### Extrait proposé
Je vote pour toi dans le flou. Je vote pour le geste, par respect pour le geste, par souci d'entretien de ce geste : l'articulation de ma voix. Toi, je ne sais pas qui tu es, tu n'arrives pas à te faire entendre. Je t'entends pourtant presque chaque jour, j'essaie même d'être à ton écoute : peine perdue, il y a une drôle de friture muette qui anéantit tous tes efforts. Résultat, je ne capte rien. Ces intonations artificielles censées exalter tes idées, elles me rendent distraites malgré moi, ces mots choisis à la loupe pour la portée qu'ils pourront avoir, on dirait qu'ils se vengent en se vidant de leur sens. Comme on dit d'un disque aux arrangements surveillés, tu es «produit», cher Président, trop produit peut-être, et je perds l'homme sous la pochette.

Toi en revanche, tu m'étonnes, tu dis avec ferveur que tu m'entends, que tu me comprends, que tu sais ce que j'attends. Le parasitage n'aurait-il lieu que dans un sens ? C'est vrai que j'essaie de résister à l'emballage, à l'habillage sonore, j'essaie de rester naturelle, libre. J'essaie de savoir ce que je pense et d'agir en conséquence. J'essaie de limiter la distance entre ce que je suis et ce que je montre. J'ignore quelle est ta marge de manoeuvre en politique aujourd'hui, et parce que j'ai quand même l'espoir que tu sois acquis à l'essentiel : la cause d'une humanité plus respectable et plus équitable. Alors je voudrais te demander d'agir sur toi.

### Section des données
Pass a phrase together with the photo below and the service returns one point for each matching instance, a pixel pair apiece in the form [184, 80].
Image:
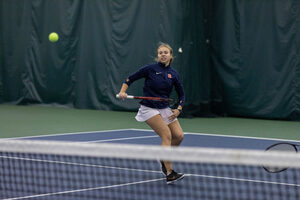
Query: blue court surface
[138, 179]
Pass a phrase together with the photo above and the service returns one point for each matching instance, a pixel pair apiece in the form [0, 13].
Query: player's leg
[176, 133]
[160, 127]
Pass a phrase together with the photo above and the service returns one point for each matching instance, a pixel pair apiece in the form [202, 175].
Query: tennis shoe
[174, 176]
[163, 168]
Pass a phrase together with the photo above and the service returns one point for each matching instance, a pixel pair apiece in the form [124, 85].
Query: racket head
[282, 146]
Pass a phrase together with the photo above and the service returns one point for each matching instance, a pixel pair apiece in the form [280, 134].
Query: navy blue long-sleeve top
[159, 82]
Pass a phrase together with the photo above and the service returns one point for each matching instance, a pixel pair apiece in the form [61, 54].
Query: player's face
[164, 55]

### Consigne
Quelle cause l'extrait proposé désigne-t-il comme « l'essentiel » ? Les données n'ont ici aucun rôle.

### Réponse à la consigne
La cause d'une humanité plus respectable et plus équitable.